[BEGIN]

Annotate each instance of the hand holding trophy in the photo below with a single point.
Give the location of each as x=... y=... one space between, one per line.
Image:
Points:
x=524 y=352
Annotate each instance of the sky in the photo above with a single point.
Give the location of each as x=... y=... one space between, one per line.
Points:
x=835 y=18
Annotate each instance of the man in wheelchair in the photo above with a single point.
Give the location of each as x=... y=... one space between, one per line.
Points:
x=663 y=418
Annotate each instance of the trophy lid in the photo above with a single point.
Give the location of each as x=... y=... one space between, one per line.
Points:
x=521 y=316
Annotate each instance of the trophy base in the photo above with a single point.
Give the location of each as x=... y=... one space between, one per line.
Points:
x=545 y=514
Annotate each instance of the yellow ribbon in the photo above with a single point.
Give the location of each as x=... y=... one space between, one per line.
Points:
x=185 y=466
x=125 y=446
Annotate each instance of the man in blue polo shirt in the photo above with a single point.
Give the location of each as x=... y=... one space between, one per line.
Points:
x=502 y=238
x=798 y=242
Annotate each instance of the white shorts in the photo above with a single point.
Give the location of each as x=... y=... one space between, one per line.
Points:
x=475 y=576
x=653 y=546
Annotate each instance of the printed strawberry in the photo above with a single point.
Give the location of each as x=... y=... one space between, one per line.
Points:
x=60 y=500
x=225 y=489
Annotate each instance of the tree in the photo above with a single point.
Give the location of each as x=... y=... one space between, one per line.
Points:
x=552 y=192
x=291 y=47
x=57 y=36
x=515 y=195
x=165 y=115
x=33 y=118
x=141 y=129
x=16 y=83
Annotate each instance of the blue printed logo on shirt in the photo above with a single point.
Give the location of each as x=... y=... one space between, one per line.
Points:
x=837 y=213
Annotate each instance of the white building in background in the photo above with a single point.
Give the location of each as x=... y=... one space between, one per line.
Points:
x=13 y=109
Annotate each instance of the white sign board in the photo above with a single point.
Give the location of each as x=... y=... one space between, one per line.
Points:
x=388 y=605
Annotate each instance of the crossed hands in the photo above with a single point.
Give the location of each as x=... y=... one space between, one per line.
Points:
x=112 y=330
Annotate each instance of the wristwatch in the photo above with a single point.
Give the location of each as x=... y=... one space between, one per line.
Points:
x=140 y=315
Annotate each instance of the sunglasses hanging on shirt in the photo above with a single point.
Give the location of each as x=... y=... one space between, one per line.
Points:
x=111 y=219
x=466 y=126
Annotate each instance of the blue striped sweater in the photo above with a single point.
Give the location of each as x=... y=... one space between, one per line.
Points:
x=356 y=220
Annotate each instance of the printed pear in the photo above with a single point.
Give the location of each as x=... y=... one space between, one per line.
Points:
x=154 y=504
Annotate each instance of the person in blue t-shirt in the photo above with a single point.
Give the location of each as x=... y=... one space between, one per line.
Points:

[END]

Instruction:
Please copy the lines from the one containing "Annotate each instance of the sunglasses" through the one containing "x=466 y=126", both included, keeping every line and changing only the x and y coordinates in the answers. Multiply each coordinate by 2.15 and round it to a whole number, rounding halves up.

Correct answer:
Annotate each instance of the sunglasses hanging on shirt in the photo above with a single point.
Give the location of each as x=... y=... one space between, one per line.
Points:
x=239 y=471
x=1002 y=271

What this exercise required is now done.